### Information supplied
━━━━━━━━━━━━━━━━

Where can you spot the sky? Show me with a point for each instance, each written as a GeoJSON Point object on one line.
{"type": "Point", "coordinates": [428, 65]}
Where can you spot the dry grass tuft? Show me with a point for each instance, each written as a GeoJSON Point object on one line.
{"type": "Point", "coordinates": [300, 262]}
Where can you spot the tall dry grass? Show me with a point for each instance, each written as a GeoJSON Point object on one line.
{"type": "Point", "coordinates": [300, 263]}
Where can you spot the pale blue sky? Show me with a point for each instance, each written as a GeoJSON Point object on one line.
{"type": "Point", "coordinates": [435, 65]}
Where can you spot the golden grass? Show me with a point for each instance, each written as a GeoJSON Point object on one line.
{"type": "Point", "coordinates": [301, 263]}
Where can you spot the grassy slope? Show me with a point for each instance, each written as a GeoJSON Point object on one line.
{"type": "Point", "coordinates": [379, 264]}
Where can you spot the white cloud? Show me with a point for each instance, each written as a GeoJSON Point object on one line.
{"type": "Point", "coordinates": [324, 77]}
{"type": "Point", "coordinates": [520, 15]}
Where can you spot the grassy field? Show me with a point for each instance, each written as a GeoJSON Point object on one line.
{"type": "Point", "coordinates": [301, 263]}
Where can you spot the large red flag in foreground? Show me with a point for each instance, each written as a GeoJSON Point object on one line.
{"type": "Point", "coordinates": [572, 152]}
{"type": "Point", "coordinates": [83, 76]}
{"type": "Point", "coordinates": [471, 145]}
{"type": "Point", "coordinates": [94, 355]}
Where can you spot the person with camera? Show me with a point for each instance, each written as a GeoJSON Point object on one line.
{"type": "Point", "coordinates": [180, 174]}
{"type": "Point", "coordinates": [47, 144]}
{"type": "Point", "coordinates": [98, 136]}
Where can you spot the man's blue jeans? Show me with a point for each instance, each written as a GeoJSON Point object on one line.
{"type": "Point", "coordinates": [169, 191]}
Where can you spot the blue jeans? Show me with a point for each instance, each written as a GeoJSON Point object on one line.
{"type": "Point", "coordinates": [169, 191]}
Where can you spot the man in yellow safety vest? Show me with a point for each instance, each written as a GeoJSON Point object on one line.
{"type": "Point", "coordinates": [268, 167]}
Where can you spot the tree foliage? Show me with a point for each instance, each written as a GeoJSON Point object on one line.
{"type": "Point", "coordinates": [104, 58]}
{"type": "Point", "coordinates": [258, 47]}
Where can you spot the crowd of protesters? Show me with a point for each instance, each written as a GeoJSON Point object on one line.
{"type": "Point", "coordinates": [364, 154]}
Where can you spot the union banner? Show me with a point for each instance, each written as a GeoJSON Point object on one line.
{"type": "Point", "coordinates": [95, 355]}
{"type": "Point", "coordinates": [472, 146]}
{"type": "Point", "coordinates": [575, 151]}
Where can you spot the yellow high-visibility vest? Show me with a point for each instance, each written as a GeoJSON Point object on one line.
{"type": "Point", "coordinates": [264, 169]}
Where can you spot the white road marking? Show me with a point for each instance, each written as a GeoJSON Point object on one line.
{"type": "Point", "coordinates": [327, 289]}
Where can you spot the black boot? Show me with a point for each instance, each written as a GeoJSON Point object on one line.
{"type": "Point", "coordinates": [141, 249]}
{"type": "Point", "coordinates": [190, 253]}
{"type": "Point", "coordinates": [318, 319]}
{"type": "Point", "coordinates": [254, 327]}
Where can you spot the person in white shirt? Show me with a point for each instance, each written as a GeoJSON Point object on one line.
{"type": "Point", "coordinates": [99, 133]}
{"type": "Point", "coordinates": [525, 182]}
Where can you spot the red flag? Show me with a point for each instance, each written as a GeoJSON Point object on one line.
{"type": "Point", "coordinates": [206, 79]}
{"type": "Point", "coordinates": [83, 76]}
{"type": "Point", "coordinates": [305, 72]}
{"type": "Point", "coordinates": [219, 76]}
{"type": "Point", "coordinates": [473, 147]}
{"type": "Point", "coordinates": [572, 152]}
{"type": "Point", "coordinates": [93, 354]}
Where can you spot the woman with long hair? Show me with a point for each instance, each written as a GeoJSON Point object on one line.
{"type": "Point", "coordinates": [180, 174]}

━━━━━━━━━━━━━━━━

### Short exercise
Copy the data above in full, character for character.

### Solution to this task
Where can you spot the sky? Show me with a point for each instance, each written as a GeoJSON Point object on one line.
{"type": "Point", "coordinates": [428, 65]}
Where can you spot the dry grass tuft? Show me with a point for each instance, each written as a GeoJSON Point object on one line.
{"type": "Point", "coordinates": [300, 262]}
Where can you spot the tall dry grass? Show me with a point for each instance, each written as a GeoJSON Point object on one line.
{"type": "Point", "coordinates": [300, 263]}
Where can you spot the pale blue sky? Show me with a point for each instance, each written as a GeoJSON Point object on one line.
{"type": "Point", "coordinates": [435, 65]}
Where can you spot the golden grass? Show me with a point for each instance, each written as a GeoJSON Point object on one line.
{"type": "Point", "coordinates": [301, 263]}
Where can you spot the grassy slope? Show me with a point for each instance, each written as a GeoJSON Point object on one line.
{"type": "Point", "coordinates": [379, 264]}
Where can you spot the white cloud? Show me with a point for each instance, each written as a GeoJSON Point object on one line.
{"type": "Point", "coordinates": [324, 77]}
{"type": "Point", "coordinates": [520, 15]}
Where can you spot the grassy field? Show me with a point for each instance, each written as a GeoJSON Point object on one line.
{"type": "Point", "coordinates": [301, 263]}
Where can you spot the large red flag in foreground? Show me with a point for each instance, each written as a GeoJSON Point object on one line.
{"type": "Point", "coordinates": [572, 152]}
{"type": "Point", "coordinates": [83, 76]}
{"type": "Point", "coordinates": [471, 145]}
{"type": "Point", "coordinates": [94, 355]}
Where can you spot the person with camera? Show me with a point for each instance, each written as a GeoJSON Point object on one line.
{"type": "Point", "coordinates": [180, 174]}
{"type": "Point", "coordinates": [47, 144]}
{"type": "Point", "coordinates": [98, 136]}
Where can you spot the man's blue jeans? Show me with a point for each instance, each written as a GeoJSON Point object on one line.
{"type": "Point", "coordinates": [169, 191]}
Where can you spot the blue jeans? Show me with a point for each instance, each written as a GeoJSON Point object on one line.
{"type": "Point", "coordinates": [169, 191]}
Where can you spot the man in yellow safety vest? Show me with a point for each instance, each written as a GeoJSON Point object on one line.
{"type": "Point", "coordinates": [268, 167]}
Where can you spot the tree foliage? Show me with a point for each instance, each written as a GeoJSON Point object on one line.
{"type": "Point", "coordinates": [104, 58]}
{"type": "Point", "coordinates": [258, 47]}
Where can you spot the crowd of protesters? Show me with a point for each instance, each written as a GeoJSON Point object on one line.
{"type": "Point", "coordinates": [364, 154]}
Where can you spot the union banner? Show me with a point for each instance, each written as a GeoJSON Point object on one line.
{"type": "Point", "coordinates": [95, 355]}
{"type": "Point", "coordinates": [472, 146]}
{"type": "Point", "coordinates": [575, 151]}
Where can you spot the yellow high-visibility vest? Show me with a point for each instance, each written as a GeoJSON Point object on one line.
{"type": "Point", "coordinates": [264, 169]}
Where can you spot the white road marking? Show me with a point for each instance, each written as a GeoJSON Point object on one line.
{"type": "Point", "coordinates": [327, 289]}
Where can you spot the black boot? Show me with a point for each instance, each written as a GeoJSON Point object on one line.
{"type": "Point", "coordinates": [141, 249]}
{"type": "Point", "coordinates": [190, 253]}
{"type": "Point", "coordinates": [318, 319]}
{"type": "Point", "coordinates": [254, 327]}
Where can you spot the person in white shirt? Show me with a point for each instance, each written as a GeoJSON Point object on one line.
{"type": "Point", "coordinates": [99, 133]}
{"type": "Point", "coordinates": [525, 182]}
Where can you spot the red flag? Show me with a point for each instance, each written as a GeoJSON Point object on one line.
{"type": "Point", "coordinates": [206, 79]}
{"type": "Point", "coordinates": [83, 76]}
{"type": "Point", "coordinates": [305, 72]}
{"type": "Point", "coordinates": [219, 76]}
{"type": "Point", "coordinates": [473, 147]}
{"type": "Point", "coordinates": [572, 152]}
{"type": "Point", "coordinates": [93, 354]}
Where can you spot the woman with long hair? Show me with a point for each instance, each written as a GeoJSON Point object on one line.
{"type": "Point", "coordinates": [180, 174]}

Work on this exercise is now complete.